* _The problem_
Report how many of the rows below contain the word "white", counting a match only when its case is the same. Give the number and nothing else.

>> START Provided information

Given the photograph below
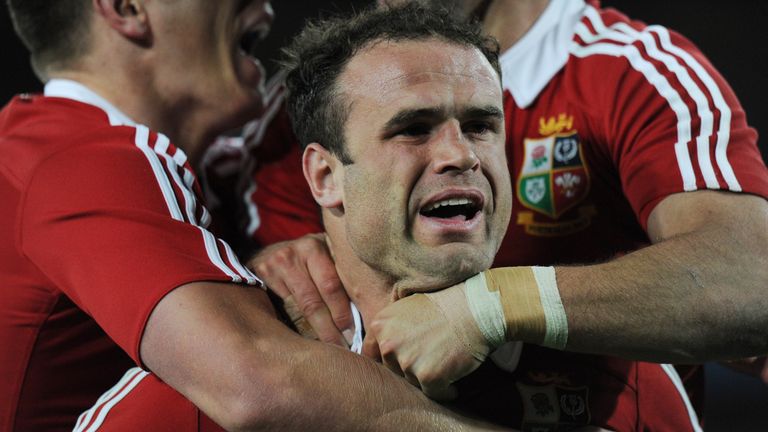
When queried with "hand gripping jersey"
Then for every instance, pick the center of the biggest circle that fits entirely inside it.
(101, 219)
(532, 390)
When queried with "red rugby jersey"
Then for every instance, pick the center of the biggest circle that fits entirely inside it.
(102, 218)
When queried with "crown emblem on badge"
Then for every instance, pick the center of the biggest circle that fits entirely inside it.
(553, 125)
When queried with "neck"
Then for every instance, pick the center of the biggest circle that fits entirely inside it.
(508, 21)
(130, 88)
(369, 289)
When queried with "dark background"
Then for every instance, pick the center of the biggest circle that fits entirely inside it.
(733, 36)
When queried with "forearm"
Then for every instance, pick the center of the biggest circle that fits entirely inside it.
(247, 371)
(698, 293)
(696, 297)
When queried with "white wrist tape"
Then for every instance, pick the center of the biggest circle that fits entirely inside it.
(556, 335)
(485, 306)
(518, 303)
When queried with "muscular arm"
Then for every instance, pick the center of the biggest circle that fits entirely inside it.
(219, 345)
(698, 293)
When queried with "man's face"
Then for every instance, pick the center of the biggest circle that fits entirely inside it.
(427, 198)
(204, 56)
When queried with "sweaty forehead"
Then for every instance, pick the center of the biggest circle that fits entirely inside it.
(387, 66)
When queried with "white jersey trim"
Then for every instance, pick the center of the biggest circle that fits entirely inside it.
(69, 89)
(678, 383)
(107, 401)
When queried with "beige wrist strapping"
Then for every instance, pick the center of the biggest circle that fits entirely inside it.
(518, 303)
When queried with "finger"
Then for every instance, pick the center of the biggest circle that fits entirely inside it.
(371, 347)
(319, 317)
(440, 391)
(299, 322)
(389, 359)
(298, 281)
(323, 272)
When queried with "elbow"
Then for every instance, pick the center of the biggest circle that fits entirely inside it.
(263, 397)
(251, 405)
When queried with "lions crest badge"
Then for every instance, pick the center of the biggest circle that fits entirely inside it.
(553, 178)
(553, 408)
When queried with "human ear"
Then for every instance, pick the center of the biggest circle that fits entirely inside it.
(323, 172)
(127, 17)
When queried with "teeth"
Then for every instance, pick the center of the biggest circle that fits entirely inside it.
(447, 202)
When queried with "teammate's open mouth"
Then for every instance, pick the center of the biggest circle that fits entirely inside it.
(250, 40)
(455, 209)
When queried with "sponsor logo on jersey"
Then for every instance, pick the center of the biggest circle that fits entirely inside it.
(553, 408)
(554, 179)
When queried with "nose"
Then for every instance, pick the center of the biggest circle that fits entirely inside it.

>> END Provided information

* _Task response_
2